### Page
Indrama: Traditionally, the density per rack was quite low — around 5 to 10 or 15 kW, with standard air cooling and gradual scaling. Right now, it's much more than that. Our AI and HPC customers come to us looking for high-density requirements — up to 50, sometimes 80 or even 100 kilowatts per rack. It's a huge demand, and it's not gradual scaling. Some customers say: "I want that on day one."
So every piece of infrastructure we provide has to be there on day one — the cooling, the power, the connectivity, because they need low latency. It's very different from traditional colocation. Luckily, we already anticipated this. The floor loading of our slab is already quite strong, which aligns with GPU requirements compared to traditional CPU workloads.
So right now, it's not only about how we can host HPC — it's about how fast we can support their requirements on day one. That's non-negotiable. Otherwise, they go to other data center players.
Mark, as rack densities climb beyond 40–60 kW, where do traditional air-cooling approaches start to break down in HPC environments?
Mark: The issue is that designs that were once generated for general IT — and as I said, I've been in this industry a long time — we looked at workloads to begin with where a telco rack would be less than a kilowatt. We're talking really small workloads. You see now that 3 to 5, 10 kilowatts a rack is still actually in the market, 10, 15 kilowatts. But as we move up beyond 40, 50, 60 kilowatts a rack, there are some challenging situations that we face.

### What this task involves
Could you repeat the rack-density interview word for word, starting with "So every piece" and going on through "traditional CPU workloads."?

### Excerpted records
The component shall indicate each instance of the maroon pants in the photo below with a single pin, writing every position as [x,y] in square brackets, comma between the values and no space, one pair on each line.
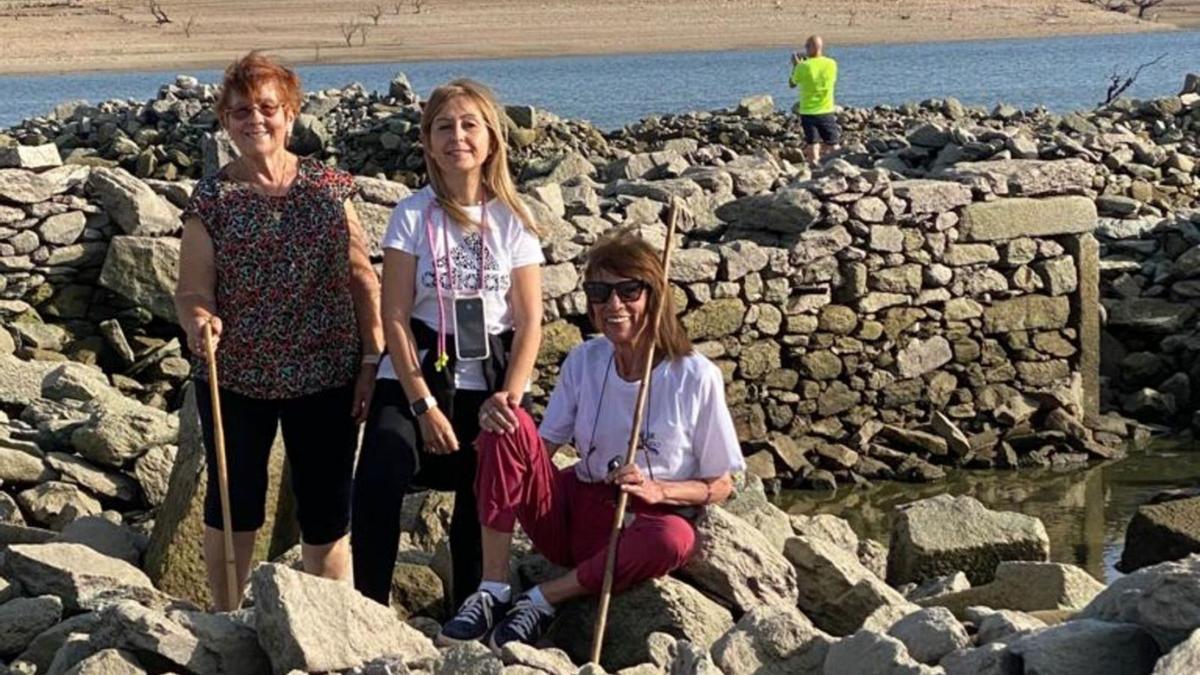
[569,520]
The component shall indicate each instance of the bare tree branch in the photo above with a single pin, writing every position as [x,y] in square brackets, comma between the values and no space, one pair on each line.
[1120,83]
[160,15]
[348,29]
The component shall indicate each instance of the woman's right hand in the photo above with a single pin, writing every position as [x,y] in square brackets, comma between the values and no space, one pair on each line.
[195,330]
[437,432]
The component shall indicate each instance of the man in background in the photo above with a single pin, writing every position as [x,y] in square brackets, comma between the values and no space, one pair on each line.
[816,76]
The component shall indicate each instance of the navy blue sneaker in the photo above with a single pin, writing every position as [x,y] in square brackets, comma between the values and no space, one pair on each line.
[478,614]
[522,623]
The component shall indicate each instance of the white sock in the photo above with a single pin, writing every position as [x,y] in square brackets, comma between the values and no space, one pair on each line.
[540,602]
[499,590]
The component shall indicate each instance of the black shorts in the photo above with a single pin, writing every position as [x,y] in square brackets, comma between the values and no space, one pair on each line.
[319,437]
[826,126]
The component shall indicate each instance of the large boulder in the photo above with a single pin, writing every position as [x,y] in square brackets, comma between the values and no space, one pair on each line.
[1162,532]
[1183,659]
[144,270]
[1025,586]
[835,590]
[120,431]
[664,605]
[133,204]
[772,640]
[750,503]
[737,565]
[24,619]
[871,653]
[1087,647]
[929,634]
[1163,598]
[943,535]
[72,572]
[315,625]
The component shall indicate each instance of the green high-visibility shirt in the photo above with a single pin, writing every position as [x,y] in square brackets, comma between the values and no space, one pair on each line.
[815,77]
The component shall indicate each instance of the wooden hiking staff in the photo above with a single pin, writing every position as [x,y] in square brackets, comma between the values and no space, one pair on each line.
[631,453]
[222,475]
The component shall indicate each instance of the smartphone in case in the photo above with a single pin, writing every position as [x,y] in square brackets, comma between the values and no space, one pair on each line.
[469,329]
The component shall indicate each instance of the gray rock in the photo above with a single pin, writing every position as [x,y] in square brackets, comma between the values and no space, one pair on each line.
[117,434]
[664,604]
[24,619]
[735,563]
[313,625]
[1183,659]
[1163,598]
[54,505]
[144,270]
[108,662]
[133,204]
[153,471]
[42,649]
[835,591]
[130,626]
[772,640]
[988,659]
[63,228]
[23,466]
[871,653]
[1002,625]
[25,186]
[105,537]
[75,573]
[1087,647]
[30,156]
[945,535]
[1026,586]
[101,483]
[930,634]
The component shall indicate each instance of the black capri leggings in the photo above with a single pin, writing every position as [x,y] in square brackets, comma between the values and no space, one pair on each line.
[319,437]
[393,459]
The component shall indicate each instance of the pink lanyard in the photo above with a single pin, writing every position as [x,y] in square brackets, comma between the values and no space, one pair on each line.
[443,357]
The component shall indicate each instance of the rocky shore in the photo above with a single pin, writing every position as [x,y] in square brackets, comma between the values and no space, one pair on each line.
[958,288]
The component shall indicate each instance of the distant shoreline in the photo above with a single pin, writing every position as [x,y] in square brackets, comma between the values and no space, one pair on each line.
[113,37]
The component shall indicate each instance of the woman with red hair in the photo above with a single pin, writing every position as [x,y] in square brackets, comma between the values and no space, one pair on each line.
[274,262]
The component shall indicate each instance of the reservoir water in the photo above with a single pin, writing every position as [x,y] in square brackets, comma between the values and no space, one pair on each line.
[1062,73]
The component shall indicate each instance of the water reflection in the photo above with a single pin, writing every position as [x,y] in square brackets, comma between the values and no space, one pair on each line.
[1085,511]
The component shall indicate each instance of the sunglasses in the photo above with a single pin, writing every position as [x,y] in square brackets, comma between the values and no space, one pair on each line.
[265,109]
[629,291]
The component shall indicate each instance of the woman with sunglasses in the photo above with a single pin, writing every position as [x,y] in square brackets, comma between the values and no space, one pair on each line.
[687,452]
[462,316]
[275,263]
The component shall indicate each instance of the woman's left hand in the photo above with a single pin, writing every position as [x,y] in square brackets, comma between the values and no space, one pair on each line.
[631,482]
[497,413]
[364,388]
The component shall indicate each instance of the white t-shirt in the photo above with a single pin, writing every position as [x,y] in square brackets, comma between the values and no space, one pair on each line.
[688,429]
[509,245]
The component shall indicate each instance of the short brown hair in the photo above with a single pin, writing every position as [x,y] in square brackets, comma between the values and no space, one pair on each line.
[624,254]
[250,73]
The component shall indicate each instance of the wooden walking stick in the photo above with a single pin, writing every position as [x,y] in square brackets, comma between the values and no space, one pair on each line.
[618,519]
[222,475]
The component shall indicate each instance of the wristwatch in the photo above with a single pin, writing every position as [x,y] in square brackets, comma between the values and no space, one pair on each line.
[421,406]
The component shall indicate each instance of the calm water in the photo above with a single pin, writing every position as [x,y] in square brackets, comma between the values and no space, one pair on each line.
[1062,73]
[1085,511]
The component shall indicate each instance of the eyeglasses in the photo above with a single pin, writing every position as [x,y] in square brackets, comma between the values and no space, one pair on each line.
[265,109]
[629,291]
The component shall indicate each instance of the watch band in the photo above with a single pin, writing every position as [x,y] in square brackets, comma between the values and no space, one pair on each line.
[421,406]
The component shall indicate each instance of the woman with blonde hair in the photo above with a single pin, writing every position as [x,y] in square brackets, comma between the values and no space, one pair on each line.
[688,449]
[274,262]
[462,318]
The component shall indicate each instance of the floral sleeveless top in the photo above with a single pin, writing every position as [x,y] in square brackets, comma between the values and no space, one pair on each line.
[282,282]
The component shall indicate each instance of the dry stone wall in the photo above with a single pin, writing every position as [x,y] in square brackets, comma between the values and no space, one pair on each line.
[868,326]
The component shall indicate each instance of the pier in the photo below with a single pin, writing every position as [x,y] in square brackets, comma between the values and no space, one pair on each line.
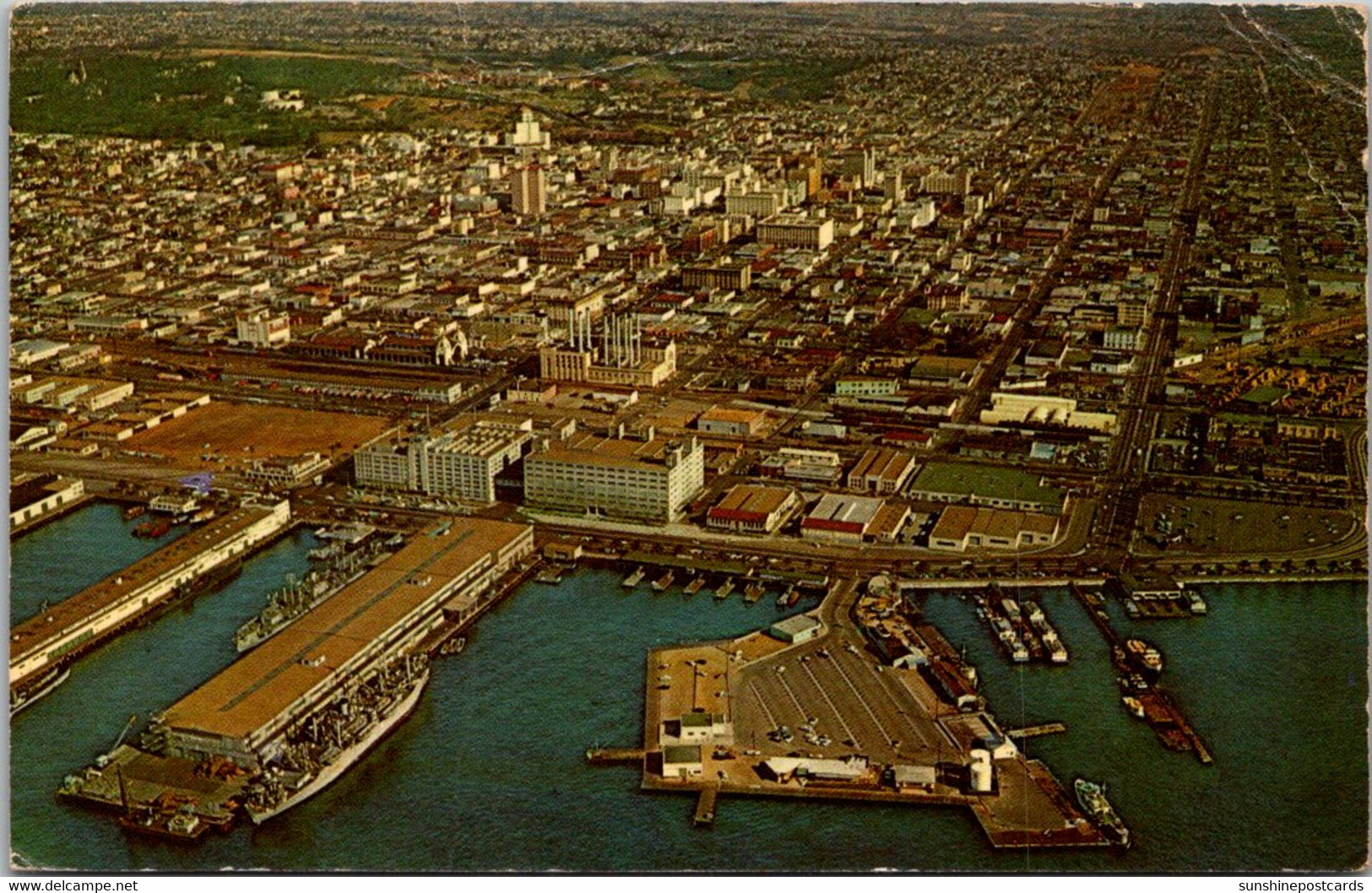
[300,708]
[704,816]
[74,625]
[819,719]
[615,756]
[1033,732]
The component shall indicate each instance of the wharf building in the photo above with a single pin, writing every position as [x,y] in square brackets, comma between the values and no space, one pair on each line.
[751,509]
[246,712]
[652,479]
[621,358]
[987,486]
[854,520]
[39,497]
[81,622]
[963,527]
[263,329]
[461,464]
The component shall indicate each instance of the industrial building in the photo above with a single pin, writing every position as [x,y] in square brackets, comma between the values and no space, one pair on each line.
[841,519]
[619,358]
[963,527]
[649,479]
[987,486]
[881,471]
[796,630]
[735,423]
[245,712]
[750,509]
[461,464]
[1038,409]
[35,497]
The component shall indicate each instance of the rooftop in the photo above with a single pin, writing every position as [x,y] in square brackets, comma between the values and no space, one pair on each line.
[985,480]
[270,678]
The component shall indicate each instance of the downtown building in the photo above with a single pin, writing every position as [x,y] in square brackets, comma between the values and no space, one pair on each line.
[461,464]
[651,479]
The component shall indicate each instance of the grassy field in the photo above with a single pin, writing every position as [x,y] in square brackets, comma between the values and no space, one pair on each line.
[138,95]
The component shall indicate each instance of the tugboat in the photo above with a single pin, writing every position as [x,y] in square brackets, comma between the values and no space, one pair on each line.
[1093,798]
[153,530]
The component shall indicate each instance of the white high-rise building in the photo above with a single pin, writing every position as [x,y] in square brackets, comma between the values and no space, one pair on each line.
[529,133]
[652,480]
[529,191]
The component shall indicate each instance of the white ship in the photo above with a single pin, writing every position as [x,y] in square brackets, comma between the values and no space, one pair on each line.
[306,785]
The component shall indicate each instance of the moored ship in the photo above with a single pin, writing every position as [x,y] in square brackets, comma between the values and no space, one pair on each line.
[336,741]
[39,690]
[1093,798]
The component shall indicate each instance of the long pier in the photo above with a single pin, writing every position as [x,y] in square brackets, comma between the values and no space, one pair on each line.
[57,636]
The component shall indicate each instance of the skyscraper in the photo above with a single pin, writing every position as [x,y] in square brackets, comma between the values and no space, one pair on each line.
[529,191]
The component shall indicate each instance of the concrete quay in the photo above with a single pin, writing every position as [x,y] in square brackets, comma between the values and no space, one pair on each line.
[728,719]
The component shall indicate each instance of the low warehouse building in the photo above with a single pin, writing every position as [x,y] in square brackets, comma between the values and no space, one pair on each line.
[796,630]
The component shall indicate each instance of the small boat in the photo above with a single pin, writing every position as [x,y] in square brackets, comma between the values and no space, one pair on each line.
[182,825]
[153,530]
[43,689]
[1093,798]
[1134,706]
[1146,655]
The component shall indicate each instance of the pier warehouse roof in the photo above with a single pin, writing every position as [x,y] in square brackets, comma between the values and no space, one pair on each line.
[98,611]
[241,712]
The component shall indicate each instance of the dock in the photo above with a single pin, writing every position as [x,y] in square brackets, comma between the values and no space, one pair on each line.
[1033,732]
[704,816]
[1161,712]
[80,623]
[615,756]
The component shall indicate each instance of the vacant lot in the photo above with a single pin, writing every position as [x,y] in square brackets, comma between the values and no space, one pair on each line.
[1217,527]
[230,434]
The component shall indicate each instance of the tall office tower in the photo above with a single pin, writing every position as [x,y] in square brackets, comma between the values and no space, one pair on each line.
[529,191]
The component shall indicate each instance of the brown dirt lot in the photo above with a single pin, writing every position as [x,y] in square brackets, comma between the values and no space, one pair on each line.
[243,432]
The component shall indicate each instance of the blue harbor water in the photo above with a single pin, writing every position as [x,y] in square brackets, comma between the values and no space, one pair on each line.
[489,772]
[74,552]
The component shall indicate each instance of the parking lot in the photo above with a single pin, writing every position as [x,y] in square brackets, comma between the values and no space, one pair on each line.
[849,704]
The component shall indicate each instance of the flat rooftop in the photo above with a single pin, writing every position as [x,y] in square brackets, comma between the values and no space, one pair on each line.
[59,619]
[987,482]
[588,449]
[267,680]
[746,500]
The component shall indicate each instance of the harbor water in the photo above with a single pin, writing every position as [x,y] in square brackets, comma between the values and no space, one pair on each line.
[489,772]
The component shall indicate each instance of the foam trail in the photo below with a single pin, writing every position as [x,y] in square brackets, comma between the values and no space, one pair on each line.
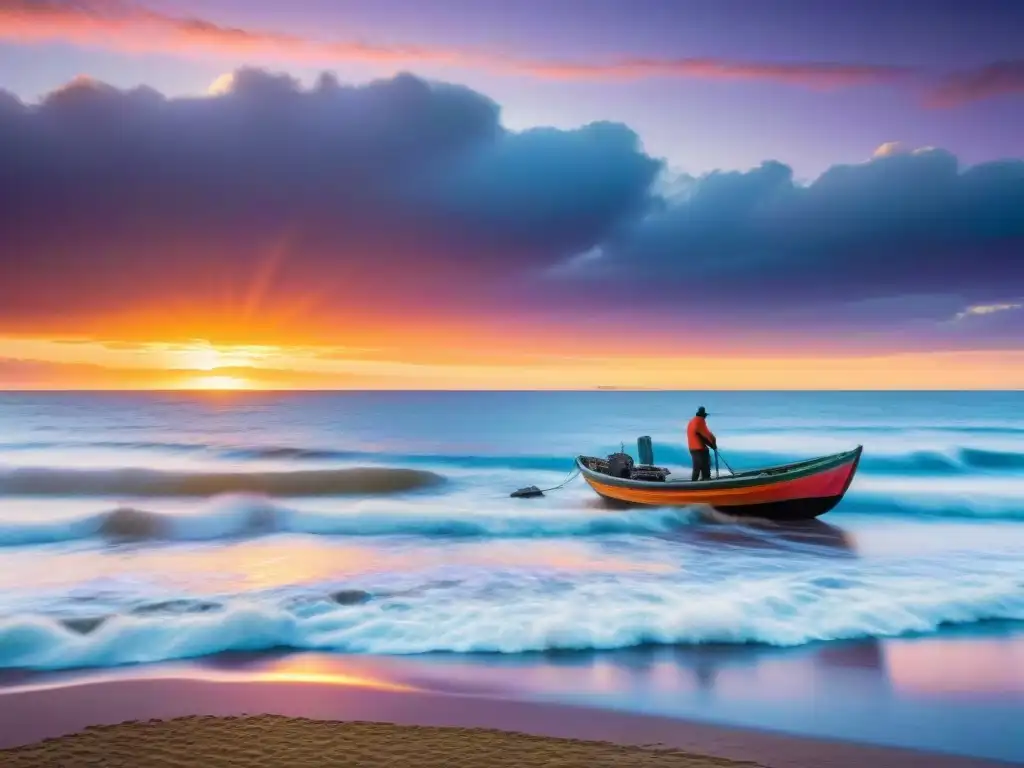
[144,482]
[594,614]
[233,516]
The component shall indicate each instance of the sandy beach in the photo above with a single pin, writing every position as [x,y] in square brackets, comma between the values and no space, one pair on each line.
[177,722]
[274,740]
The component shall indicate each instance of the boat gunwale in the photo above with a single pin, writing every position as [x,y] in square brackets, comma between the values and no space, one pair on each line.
[749,478]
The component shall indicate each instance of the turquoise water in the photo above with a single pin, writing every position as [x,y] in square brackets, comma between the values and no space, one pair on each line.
[123,538]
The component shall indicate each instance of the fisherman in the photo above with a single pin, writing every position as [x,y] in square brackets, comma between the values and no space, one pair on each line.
[698,437]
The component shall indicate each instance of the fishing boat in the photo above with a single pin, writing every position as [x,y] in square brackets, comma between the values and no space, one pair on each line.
[801,491]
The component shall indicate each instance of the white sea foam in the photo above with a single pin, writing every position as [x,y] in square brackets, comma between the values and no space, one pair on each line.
[515,613]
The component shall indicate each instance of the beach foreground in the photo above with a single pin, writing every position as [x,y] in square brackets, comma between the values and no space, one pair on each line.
[252,723]
[274,740]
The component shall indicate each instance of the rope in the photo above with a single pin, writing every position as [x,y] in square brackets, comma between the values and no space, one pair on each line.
[564,482]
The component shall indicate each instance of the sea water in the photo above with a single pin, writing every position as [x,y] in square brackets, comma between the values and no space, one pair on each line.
[381,523]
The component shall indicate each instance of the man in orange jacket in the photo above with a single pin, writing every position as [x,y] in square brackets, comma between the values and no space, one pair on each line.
[699,438]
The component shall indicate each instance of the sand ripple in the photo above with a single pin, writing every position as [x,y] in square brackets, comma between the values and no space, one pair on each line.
[271,741]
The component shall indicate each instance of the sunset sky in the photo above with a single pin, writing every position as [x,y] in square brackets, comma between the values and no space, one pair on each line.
[333,194]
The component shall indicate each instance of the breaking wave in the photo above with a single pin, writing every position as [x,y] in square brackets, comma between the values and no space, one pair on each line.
[243,516]
[145,482]
[894,454]
[592,614]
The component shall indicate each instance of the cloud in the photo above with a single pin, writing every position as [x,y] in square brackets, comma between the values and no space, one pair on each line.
[899,224]
[360,202]
[996,79]
[822,75]
[136,29]
[888,148]
[400,213]
[983,309]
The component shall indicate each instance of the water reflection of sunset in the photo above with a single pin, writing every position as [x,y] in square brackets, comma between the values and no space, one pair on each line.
[962,667]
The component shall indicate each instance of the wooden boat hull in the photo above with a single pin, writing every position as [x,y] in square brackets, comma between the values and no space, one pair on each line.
[796,492]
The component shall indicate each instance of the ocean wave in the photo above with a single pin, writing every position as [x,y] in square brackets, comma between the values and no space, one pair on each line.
[145,482]
[238,516]
[922,456]
[593,614]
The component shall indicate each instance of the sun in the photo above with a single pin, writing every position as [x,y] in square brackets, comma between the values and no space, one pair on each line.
[217,382]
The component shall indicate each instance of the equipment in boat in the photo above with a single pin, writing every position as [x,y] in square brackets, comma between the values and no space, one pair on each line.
[799,491]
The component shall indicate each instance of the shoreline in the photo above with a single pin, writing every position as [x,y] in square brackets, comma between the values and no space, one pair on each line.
[31,714]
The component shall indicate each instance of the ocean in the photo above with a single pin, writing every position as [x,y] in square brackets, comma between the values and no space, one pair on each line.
[380,524]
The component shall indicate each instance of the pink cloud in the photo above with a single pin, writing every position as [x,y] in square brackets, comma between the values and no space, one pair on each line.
[996,79]
[135,29]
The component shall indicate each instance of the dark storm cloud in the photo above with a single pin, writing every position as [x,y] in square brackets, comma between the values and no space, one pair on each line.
[372,192]
[403,199]
[902,224]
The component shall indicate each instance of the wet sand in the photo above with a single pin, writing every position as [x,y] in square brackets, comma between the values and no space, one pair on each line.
[425,728]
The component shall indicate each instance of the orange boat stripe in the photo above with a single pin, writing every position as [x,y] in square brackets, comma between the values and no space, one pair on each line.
[821,484]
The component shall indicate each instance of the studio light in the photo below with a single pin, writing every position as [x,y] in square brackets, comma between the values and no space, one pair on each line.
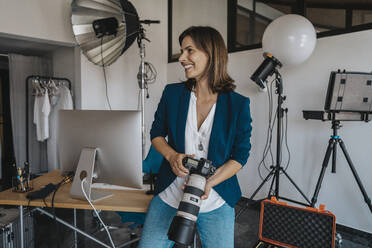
[105,29]
[266,69]
[288,40]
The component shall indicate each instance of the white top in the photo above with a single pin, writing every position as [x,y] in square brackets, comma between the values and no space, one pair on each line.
[41,114]
[61,101]
[196,142]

### Result of this task
So every piece of infrastructure we provide has to be there on day one — the cooling, the power, the connectivity, because they need low latency. It's very different from traditional colocation. Luckily, we already anticipated this. The floor loading of our slab is already quite strong, which aligns with GPU requirements compared to traditional CPU workloads.